Deciding not to be around in-laws

Anonymous
Yes you need to drop the rope. Train them to contact DH, not you.

If they call, don’t answer- just let DH know they called.

If they text or message: send brief and polite response, and direct any inquires to your DH “Yes the kids are doing well. Glad to hear you are enjoying the nice summer weather” “ I have forwarded the info about the family reunion to DH. Enjoy the rest of your day” etc etc. Be polite, but not chatty, and don’t give any unnecessary information. Treat them as you would an acquaintance, polite and formal-ish with dull pleasantries about the weather. Forward any actual questions to DH. They will get the hint (and learn they don’t get much out of contacting you) and start contacting DH directly. Worked for me.
Anonymous
There could be a downside to consider
Management is key
Anonymous
Anonymous wrote:There could be a downside to consider
Management is key


How's that?
Anonymous
I’m another with no contact. It wasn’t anything I declared but it happened and now I prefer it. We were never close and live far away from both sides of our families. There were issues at the beginning of our marriage and when we first had kids so I dropped the rope. He’s responsible for all contact and visits with his side, I handle my side. At this point with limited vacation time, it would be difficult for us both to travel to see both sides together anyway. My side comes here to visit so DH sees them then. His side has not traveled in almost ten years so I won’t be seeing them.
Anonymous
Yes, we stopped having contact with my husband's family completely. It happened almost two years ago.

Same on the emotional/verbal abuse. FIL had always directed it towards MIL and also towards my husband, but when he directed it at me and our kids, my husband was done.

→ **EXERCISE OBJECTIVE**: Please continue the discussion about avoiding in-laws, picking up after its final sentence.

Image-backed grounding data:
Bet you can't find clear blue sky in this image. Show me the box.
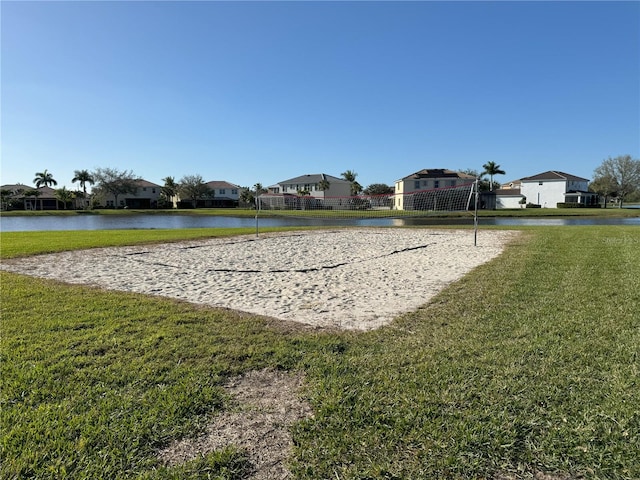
[0,0,640,188]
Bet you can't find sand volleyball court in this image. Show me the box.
[2,228,515,330]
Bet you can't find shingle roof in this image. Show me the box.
[401,168,476,180]
[136,178,162,188]
[521,170,589,182]
[493,188,522,197]
[278,173,350,185]
[207,180,240,189]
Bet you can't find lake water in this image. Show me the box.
[0,214,640,232]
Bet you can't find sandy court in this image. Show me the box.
[1,228,515,330]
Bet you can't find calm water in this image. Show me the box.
[0,214,640,232]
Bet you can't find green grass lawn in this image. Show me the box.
[0,226,640,479]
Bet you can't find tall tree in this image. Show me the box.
[23,188,42,210]
[253,182,267,197]
[92,168,140,207]
[178,175,213,208]
[160,177,178,207]
[482,162,506,191]
[318,173,331,192]
[460,168,493,192]
[71,170,96,209]
[340,170,362,195]
[0,188,13,210]
[589,175,618,208]
[593,155,640,208]
[56,187,73,210]
[363,183,395,195]
[240,187,256,207]
[33,168,58,188]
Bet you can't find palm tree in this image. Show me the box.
[24,188,42,210]
[340,170,362,195]
[482,162,506,191]
[160,177,178,208]
[0,188,13,210]
[71,170,96,209]
[318,173,331,192]
[33,169,58,188]
[253,182,266,197]
[56,187,73,210]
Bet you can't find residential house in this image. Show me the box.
[267,173,351,199]
[259,173,351,208]
[520,170,598,208]
[393,168,476,210]
[102,179,162,209]
[0,183,64,210]
[198,180,240,208]
[490,187,524,208]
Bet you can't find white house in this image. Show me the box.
[267,173,351,199]
[393,168,476,210]
[520,170,598,208]
[492,188,524,208]
[207,180,240,207]
[103,179,162,208]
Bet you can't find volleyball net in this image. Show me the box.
[255,181,478,245]
[256,183,475,219]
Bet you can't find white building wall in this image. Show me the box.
[496,195,524,208]
[520,180,567,208]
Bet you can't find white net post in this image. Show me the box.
[471,178,480,247]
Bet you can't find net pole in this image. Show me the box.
[253,192,260,238]
[473,178,480,247]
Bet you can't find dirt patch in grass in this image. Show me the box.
[159,370,312,480]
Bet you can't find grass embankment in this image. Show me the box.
[0,227,640,479]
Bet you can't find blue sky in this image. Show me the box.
[0,0,640,188]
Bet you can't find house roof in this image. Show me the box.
[400,168,476,180]
[520,170,589,182]
[136,178,162,188]
[0,183,56,198]
[493,188,523,197]
[277,173,351,185]
[206,180,240,190]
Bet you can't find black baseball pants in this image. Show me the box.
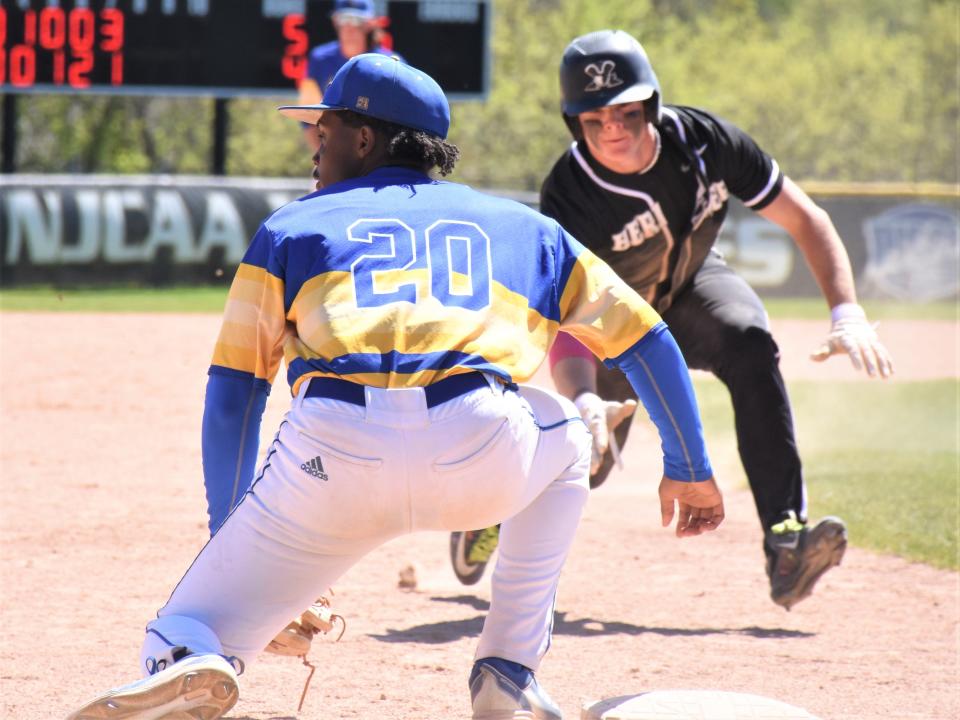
[590,253,806,530]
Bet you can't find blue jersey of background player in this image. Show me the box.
[298,0,403,151]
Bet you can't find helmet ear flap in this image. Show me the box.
[561,113,583,141]
[643,93,663,125]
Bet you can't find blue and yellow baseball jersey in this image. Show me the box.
[210,167,660,394]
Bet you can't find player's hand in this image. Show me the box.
[660,476,724,537]
[810,304,893,378]
[573,392,637,475]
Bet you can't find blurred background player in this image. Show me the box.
[298,0,403,151]
[450,30,893,610]
[70,54,724,720]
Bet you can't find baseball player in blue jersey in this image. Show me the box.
[451,30,893,610]
[71,54,724,720]
[298,0,403,151]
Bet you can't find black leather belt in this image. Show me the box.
[304,372,492,407]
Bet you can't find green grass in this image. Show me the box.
[0,286,227,313]
[695,378,960,570]
[0,287,960,569]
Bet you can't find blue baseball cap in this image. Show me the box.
[277,53,450,138]
[330,0,376,20]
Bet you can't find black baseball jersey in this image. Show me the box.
[540,106,783,313]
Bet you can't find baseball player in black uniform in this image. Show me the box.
[451,30,893,609]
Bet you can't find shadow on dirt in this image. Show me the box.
[370,595,816,645]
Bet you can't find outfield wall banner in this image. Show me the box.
[0,175,960,302]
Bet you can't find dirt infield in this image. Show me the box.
[0,313,960,720]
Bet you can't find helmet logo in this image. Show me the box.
[583,60,623,92]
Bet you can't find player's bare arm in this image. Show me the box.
[758,177,894,378]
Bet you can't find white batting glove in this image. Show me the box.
[573,392,637,475]
[810,303,893,378]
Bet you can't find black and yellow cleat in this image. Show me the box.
[764,513,847,610]
[450,525,500,585]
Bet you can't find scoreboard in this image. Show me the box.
[0,0,492,100]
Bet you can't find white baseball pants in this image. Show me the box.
[141,379,590,673]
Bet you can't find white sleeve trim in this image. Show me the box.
[743,158,780,207]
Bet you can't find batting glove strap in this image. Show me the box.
[813,303,893,377]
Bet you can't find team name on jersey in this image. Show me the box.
[610,202,667,252]
[610,179,730,252]
[693,180,730,230]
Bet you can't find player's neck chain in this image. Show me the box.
[637,126,661,175]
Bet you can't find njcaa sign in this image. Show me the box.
[0,176,311,285]
[0,175,960,301]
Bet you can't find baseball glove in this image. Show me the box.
[266,597,347,657]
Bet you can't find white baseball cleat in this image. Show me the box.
[67,654,240,720]
[470,658,563,720]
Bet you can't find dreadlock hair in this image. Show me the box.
[339,110,460,175]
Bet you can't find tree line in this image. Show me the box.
[3,0,960,190]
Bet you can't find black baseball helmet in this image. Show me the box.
[560,30,660,137]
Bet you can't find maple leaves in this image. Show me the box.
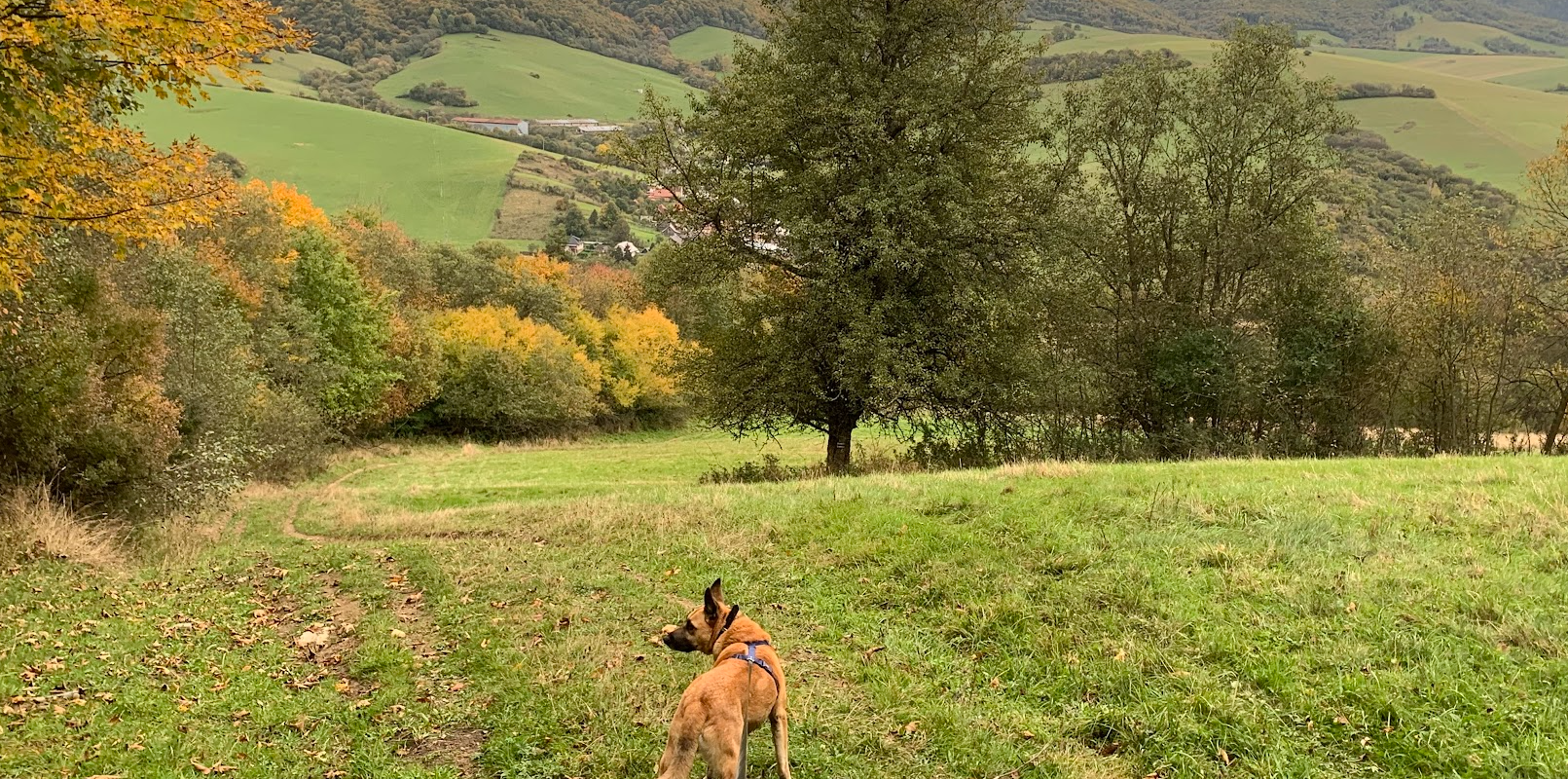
[0,0,303,290]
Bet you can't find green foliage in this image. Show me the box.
[1373,201,1524,453]
[0,239,179,508]
[279,0,762,74]
[428,307,601,437]
[267,231,400,429]
[1339,82,1438,100]
[1029,0,1568,51]
[1055,28,1375,456]
[15,431,1568,779]
[1035,49,1191,83]
[623,0,1050,468]
[398,78,478,108]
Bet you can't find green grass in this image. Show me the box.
[670,26,762,62]
[377,31,691,123]
[1296,30,1348,46]
[1308,54,1568,191]
[1028,33,1568,191]
[133,88,524,242]
[9,434,1568,779]
[1396,14,1568,55]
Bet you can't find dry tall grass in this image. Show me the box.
[0,484,126,569]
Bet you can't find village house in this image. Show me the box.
[533,118,623,134]
[452,116,529,134]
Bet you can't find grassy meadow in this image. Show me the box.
[0,432,1568,779]
[1030,20,1568,191]
[133,88,524,242]
[377,31,691,123]
[670,26,762,62]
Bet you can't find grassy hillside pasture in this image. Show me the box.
[1493,61,1568,91]
[1296,30,1348,46]
[0,434,1568,779]
[1028,33,1568,190]
[670,26,762,62]
[1396,14,1568,55]
[1312,46,1442,62]
[1404,55,1568,82]
[377,33,691,123]
[1308,54,1568,191]
[213,52,348,97]
[135,88,522,242]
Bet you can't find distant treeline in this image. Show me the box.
[279,0,764,75]
[398,82,478,108]
[1329,130,1517,241]
[0,182,683,517]
[1035,49,1191,83]
[1481,34,1557,56]
[1339,82,1438,100]
[1027,0,1568,49]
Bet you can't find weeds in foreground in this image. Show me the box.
[0,484,127,569]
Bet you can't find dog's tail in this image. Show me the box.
[659,713,703,779]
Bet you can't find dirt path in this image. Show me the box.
[284,463,400,544]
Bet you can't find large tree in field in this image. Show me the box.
[1062,26,1368,456]
[621,0,1076,472]
[0,0,300,291]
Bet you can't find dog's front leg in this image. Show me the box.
[768,705,790,779]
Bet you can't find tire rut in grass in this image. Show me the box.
[377,550,490,779]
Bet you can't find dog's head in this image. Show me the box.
[665,580,729,652]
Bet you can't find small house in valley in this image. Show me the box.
[452,116,529,134]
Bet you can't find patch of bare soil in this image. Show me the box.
[400,727,490,777]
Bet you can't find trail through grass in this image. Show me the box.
[0,434,1568,779]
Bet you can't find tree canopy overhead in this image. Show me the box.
[623,0,1076,468]
[0,0,301,288]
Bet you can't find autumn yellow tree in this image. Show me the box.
[0,0,303,291]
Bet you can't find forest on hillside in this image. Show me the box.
[279,0,762,74]
[1029,0,1568,49]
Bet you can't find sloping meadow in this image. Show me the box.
[0,434,1568,779]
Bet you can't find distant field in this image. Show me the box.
[216,52,348,97]
[1028,28,1568,190]
[1396,14,1568,55]
[133,88,524,242]
[377,33,691,123]
[1296,30,1345,46]
[0,431,1568,779]
[1308,54,1568,190]
[670,26,762,62]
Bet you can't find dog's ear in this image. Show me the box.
[703,578,724,622]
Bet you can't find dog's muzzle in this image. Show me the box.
[663,630,696,652]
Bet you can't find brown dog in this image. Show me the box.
[659,581,790,779]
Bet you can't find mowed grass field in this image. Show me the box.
[1030,25,1568,191]
[131,88,524,242]
[0,432,1568,779]
[377,31,691,123]
[670,26,762,62]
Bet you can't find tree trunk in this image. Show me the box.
[1542,390,1568,456]
[828,414,859,476]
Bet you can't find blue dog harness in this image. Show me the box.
[713,607,784,779]
[729,641,780,688]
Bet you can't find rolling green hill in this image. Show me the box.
[1396,14,1568,55]
[377,33,691,123]
[1037,25,1568,191]
[670,26,762,62]
[135,88,522,242]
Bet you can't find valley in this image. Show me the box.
[128,3,1568,244]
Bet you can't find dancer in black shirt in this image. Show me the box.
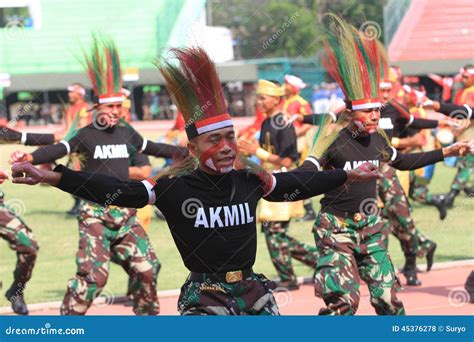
[309,15,469,315]
[7,48,384,315]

→ **THE ANSWER**:
My husband then started therapy and it's been so eye-opening for him to learn that what he endured his whole life is not normal, nor ok. He was never anything like this dad (biggest red flag was when I met FIL for the first time when I was dating my husband and we had a big talk about how I would never let him treat me like his dad treated his mom).

None of us talk to them anymore. Our kids are young-ish and they've asked a few questions and we've answered in an age-appropriate way. Basically telling them that they did nothing wrong but people aren't allowed to abuse you even if they're related to you and what FIL and MIL did wasn't ok.

We're certainly all happier now that they're out of our lives. I'm sure they're not because people must ask them about us but I know from hearing from others that they've spun tales about what happened that aren't true so I guess that's how they're coping.
Anonymous
Anonymous wrote:Op, please explain how the in laws are verbally abusing you? Are they emailing you or calling you? What are they complaining about?

Crickets. Pathetic that OP will set an example for her children, and 99% certain that her children will do the same thing to her.